Records drawn from a data source:

== == ==

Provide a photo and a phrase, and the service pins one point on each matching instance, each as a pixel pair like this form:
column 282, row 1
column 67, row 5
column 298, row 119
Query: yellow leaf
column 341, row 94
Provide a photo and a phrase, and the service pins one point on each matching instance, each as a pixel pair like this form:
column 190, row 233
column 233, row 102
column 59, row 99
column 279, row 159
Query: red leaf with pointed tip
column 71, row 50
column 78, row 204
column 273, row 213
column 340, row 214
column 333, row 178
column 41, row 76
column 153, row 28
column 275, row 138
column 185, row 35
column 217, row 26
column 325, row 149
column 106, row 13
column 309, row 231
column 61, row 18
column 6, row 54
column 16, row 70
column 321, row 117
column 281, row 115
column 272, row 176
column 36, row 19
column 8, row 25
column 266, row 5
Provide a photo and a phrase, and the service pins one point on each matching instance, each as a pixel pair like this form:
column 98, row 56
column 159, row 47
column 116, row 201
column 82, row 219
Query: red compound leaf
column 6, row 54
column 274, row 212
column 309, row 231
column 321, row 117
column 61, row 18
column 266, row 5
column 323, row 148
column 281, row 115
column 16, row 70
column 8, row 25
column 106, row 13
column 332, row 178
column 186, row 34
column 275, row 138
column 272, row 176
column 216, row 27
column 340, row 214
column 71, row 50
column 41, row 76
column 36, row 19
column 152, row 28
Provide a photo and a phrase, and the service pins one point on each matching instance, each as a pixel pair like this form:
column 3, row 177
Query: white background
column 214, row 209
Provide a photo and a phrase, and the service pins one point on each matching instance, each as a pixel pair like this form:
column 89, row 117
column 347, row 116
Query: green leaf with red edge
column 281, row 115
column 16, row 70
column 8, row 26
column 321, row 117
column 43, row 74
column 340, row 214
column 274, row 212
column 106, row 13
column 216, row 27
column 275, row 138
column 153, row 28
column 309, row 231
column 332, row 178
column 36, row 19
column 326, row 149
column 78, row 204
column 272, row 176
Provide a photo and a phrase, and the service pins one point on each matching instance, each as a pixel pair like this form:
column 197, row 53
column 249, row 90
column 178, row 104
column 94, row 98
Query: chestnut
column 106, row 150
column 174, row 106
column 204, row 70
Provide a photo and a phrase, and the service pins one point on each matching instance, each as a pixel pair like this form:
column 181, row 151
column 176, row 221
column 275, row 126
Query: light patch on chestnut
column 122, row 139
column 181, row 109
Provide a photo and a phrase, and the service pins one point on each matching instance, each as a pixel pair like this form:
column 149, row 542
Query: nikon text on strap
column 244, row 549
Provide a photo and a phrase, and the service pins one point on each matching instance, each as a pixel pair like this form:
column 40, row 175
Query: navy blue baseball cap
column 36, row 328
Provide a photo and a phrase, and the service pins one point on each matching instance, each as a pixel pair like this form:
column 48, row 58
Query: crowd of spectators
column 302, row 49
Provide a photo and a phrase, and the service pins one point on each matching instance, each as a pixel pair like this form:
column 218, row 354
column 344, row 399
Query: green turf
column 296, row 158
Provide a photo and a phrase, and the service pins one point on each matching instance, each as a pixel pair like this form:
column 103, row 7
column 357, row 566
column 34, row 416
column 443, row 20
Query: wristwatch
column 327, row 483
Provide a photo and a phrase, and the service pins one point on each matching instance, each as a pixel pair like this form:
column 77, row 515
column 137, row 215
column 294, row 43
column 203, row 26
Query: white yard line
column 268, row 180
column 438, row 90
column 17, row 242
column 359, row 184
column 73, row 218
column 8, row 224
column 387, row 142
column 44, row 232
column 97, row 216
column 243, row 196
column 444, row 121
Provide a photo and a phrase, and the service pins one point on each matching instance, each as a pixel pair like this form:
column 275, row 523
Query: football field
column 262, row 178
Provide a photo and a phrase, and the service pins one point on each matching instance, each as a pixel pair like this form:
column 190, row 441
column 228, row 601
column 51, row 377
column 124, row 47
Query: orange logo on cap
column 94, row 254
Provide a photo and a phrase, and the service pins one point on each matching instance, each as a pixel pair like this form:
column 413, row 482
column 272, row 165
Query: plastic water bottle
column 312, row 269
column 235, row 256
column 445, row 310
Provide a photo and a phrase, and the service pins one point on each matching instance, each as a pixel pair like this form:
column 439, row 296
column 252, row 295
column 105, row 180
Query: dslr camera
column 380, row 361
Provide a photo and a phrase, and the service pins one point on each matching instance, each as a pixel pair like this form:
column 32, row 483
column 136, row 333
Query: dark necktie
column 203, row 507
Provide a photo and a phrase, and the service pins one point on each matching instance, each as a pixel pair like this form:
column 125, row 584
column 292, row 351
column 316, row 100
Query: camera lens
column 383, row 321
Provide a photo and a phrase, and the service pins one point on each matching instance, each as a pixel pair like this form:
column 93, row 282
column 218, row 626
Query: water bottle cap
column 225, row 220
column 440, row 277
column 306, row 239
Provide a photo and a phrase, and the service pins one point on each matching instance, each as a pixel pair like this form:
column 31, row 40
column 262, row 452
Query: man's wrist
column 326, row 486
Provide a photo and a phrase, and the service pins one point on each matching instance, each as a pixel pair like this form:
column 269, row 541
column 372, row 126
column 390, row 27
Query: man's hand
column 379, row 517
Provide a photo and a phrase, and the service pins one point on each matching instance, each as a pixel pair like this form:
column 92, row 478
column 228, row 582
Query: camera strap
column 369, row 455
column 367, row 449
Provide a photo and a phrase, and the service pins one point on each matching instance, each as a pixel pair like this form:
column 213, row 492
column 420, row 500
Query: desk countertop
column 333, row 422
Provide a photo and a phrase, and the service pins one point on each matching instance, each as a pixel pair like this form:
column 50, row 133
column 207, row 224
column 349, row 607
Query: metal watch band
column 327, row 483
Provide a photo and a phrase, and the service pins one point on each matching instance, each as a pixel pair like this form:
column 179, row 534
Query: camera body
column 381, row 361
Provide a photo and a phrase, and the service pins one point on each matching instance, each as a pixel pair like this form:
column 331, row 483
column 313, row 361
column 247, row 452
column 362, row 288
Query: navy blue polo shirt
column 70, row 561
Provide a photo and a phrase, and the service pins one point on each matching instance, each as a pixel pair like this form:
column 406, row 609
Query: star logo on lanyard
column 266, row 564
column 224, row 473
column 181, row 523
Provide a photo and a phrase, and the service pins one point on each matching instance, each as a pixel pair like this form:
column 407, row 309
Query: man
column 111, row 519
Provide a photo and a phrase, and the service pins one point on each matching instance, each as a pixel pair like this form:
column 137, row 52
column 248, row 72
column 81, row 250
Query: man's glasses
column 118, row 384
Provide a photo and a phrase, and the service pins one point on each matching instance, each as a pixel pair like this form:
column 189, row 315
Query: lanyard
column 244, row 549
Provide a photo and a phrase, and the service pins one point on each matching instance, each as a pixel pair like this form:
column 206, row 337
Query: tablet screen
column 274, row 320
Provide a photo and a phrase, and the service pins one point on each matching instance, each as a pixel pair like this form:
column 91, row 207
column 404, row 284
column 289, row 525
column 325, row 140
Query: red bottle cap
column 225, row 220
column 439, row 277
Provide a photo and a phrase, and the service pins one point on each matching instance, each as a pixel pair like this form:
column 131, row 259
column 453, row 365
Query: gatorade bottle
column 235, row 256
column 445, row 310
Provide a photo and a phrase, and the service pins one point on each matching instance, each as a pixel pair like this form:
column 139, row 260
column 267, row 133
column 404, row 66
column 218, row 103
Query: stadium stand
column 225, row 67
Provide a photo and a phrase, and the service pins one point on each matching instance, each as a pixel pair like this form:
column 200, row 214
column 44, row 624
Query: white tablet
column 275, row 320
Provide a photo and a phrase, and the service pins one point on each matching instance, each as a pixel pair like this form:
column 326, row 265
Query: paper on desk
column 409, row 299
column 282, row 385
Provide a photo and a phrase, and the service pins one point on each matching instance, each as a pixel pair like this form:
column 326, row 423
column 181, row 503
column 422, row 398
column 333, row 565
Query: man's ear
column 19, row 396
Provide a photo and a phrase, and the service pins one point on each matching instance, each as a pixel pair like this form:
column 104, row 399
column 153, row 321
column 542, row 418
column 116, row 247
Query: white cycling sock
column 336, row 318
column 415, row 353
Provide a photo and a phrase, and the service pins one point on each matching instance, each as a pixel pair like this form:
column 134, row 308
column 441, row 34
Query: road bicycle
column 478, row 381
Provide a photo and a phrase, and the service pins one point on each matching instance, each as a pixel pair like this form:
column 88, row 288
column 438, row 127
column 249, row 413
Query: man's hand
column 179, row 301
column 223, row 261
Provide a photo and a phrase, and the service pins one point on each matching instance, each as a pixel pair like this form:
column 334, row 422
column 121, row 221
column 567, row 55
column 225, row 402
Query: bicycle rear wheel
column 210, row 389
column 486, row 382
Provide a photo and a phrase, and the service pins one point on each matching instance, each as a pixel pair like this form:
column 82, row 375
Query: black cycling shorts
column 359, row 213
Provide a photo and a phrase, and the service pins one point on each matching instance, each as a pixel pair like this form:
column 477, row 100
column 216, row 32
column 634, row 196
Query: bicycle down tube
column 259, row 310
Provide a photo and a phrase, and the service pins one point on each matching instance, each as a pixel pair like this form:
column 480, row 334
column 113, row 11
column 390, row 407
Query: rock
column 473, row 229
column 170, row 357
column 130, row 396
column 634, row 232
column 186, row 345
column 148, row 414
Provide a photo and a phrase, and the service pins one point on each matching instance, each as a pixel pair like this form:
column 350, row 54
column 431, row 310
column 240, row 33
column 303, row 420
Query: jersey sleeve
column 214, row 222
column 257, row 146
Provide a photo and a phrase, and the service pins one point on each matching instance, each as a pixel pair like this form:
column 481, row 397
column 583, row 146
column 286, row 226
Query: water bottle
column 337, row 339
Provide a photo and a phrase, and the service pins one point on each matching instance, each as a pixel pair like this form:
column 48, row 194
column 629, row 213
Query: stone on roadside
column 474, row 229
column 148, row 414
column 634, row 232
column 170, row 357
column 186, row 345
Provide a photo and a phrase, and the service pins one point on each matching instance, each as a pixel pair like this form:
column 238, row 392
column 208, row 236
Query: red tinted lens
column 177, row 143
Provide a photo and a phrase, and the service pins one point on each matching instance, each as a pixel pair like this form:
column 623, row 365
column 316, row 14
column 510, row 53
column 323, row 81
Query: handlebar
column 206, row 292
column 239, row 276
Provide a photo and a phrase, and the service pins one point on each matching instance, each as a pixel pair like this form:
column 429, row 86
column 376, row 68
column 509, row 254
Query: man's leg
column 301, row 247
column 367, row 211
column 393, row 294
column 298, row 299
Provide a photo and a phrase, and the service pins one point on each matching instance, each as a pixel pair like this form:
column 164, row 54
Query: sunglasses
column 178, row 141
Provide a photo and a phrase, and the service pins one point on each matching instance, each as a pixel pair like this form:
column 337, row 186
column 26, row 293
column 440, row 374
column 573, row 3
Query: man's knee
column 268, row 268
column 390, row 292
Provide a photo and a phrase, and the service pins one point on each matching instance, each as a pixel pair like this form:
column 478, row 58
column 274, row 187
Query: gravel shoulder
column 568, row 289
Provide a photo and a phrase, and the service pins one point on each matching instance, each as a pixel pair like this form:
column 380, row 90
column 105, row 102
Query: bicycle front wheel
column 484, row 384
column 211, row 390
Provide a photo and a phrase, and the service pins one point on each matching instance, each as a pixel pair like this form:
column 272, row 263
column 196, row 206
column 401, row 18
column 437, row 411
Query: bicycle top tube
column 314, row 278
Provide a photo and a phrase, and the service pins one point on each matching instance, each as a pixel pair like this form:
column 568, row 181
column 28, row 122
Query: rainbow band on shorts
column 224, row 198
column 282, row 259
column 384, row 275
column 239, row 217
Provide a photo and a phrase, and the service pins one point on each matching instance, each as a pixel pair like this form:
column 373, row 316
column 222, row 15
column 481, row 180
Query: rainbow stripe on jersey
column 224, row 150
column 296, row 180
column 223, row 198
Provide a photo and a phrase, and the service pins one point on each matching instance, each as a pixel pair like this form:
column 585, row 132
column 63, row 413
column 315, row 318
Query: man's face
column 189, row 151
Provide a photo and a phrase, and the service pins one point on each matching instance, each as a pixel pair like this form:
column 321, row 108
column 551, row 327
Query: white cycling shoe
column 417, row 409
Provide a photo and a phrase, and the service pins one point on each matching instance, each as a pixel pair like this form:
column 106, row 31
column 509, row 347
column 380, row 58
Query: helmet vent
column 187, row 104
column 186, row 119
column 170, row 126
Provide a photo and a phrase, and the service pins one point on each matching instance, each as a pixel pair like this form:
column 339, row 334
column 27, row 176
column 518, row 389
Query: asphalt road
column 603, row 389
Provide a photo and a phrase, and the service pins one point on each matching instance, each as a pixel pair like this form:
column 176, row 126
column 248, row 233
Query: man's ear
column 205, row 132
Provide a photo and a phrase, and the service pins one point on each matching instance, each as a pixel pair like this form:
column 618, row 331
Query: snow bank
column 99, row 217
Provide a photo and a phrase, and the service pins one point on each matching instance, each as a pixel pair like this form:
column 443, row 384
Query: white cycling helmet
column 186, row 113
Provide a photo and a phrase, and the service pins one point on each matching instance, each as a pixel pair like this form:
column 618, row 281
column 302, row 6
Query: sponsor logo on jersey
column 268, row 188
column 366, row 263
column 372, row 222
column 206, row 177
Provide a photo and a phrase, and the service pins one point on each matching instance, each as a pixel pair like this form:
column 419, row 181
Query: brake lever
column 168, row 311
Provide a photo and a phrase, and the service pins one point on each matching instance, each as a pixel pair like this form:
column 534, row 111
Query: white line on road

== == ==

GOAL ->
Locate every line in the listing above that contains the word "tablet", treating uppercase and lowercase as different, and copy each of those lines.

TASK OUTPUT ->
Query: tablet screen
Query: white tablet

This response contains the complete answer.